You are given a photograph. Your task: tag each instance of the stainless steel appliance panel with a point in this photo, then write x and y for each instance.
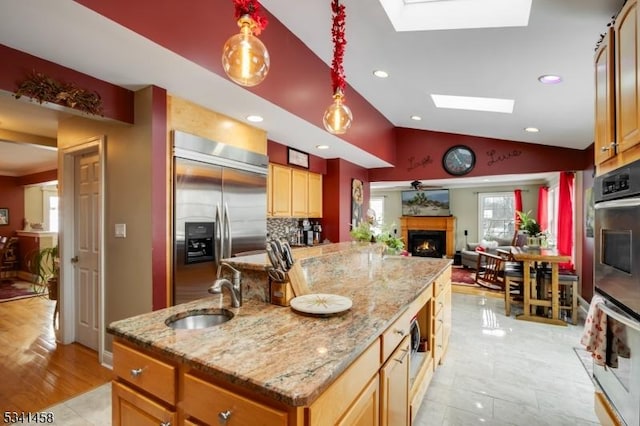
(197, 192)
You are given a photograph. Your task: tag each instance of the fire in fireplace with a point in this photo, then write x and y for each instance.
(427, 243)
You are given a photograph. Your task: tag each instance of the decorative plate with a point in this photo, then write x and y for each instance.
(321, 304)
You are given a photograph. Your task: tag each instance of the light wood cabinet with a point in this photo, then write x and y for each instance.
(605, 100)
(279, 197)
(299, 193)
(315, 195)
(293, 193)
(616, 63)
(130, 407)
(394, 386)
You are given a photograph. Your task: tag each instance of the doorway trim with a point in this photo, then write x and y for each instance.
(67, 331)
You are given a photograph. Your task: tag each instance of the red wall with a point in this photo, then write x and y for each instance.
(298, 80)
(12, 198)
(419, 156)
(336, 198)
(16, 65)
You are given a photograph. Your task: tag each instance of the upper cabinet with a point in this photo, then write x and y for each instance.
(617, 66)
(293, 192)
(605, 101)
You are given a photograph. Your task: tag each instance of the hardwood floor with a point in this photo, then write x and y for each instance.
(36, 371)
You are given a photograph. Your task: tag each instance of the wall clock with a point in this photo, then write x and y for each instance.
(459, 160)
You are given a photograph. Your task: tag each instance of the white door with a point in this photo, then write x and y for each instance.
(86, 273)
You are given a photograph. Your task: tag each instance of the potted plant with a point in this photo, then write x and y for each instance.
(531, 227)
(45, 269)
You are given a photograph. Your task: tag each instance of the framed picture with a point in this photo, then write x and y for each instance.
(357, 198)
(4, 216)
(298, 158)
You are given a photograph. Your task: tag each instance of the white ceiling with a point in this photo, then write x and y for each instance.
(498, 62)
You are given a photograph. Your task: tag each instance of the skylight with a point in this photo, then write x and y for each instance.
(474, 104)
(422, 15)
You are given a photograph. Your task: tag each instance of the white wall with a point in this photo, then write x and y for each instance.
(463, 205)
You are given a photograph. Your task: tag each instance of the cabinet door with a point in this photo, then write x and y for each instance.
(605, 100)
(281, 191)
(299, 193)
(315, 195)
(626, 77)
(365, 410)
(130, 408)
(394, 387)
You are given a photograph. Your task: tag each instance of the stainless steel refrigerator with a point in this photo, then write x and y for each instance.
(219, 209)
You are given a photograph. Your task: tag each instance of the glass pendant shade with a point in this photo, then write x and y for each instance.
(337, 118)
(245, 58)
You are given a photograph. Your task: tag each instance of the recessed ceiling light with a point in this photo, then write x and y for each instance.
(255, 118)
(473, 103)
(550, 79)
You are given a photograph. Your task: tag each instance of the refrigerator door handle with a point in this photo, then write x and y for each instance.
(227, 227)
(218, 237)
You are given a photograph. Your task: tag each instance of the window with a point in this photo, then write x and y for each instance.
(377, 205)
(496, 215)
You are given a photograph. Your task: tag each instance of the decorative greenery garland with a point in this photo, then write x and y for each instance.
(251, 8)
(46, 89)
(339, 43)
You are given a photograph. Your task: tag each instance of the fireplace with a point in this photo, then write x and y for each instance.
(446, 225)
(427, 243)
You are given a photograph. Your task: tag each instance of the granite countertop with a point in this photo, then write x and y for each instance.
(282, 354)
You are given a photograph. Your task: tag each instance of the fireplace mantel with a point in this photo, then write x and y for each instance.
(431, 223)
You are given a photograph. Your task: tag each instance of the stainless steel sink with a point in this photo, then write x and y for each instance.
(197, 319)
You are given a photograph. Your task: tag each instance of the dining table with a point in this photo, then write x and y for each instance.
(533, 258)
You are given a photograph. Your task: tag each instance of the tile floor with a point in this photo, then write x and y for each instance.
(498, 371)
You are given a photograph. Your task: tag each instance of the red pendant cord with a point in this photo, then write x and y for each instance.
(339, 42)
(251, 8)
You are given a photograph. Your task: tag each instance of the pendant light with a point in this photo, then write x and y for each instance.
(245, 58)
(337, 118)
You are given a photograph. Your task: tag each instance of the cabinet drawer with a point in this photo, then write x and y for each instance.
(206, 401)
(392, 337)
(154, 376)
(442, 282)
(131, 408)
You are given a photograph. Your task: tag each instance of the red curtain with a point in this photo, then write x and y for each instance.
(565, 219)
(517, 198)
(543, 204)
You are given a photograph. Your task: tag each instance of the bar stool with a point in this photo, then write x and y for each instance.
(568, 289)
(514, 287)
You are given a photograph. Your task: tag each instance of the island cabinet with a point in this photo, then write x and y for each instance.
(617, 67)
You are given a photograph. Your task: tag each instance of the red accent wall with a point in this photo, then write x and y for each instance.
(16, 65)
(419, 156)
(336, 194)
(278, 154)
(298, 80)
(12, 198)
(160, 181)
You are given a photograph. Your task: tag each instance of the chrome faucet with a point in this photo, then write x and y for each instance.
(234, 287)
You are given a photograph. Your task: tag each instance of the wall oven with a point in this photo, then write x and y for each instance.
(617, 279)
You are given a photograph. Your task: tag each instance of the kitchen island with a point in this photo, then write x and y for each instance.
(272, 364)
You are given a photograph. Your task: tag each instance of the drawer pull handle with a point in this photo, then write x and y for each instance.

Instruction
Copy exactly the lines from the one containing "the bar stool" through the last line of the records, both included, and nothing else.

Task answer
You are given a photograph. Your task: tag each instance of the bar stool with a point in this photo, then write x and y for each instance.
(568, 289)
(514, 287)
You are given a photograph. Your task: tag each instance of the island cabinet with a point in this photo, then write x and y for each instance.
(617, 67)
You are given a photograph. Your task: tag each instance of the red accent wall with a point in this photo, then write x and y for each instance.
(16, 65)
(419, 156)
(336, 194)
(278, 154)
(298, 80)
(12, 198)
(160, 181)
You are given a photograph. Your task: tag each instance of the chrome faucet with a point in this photo, then write x and y for each instance.
(234, 287)
You are given a photograph. Your task: tag each instance of the wall oven with a point in this photo, then write x and y for each instance.
(617, 279)
You are given a photograph. Your task: tag each instance of the kitchen island with a point in this photo, then write x and y for each instance.
(272, 364)
You are given a photograph. Your task: tag each instance of the drawer pull handle with a point in this photo, then write x and y for each instance.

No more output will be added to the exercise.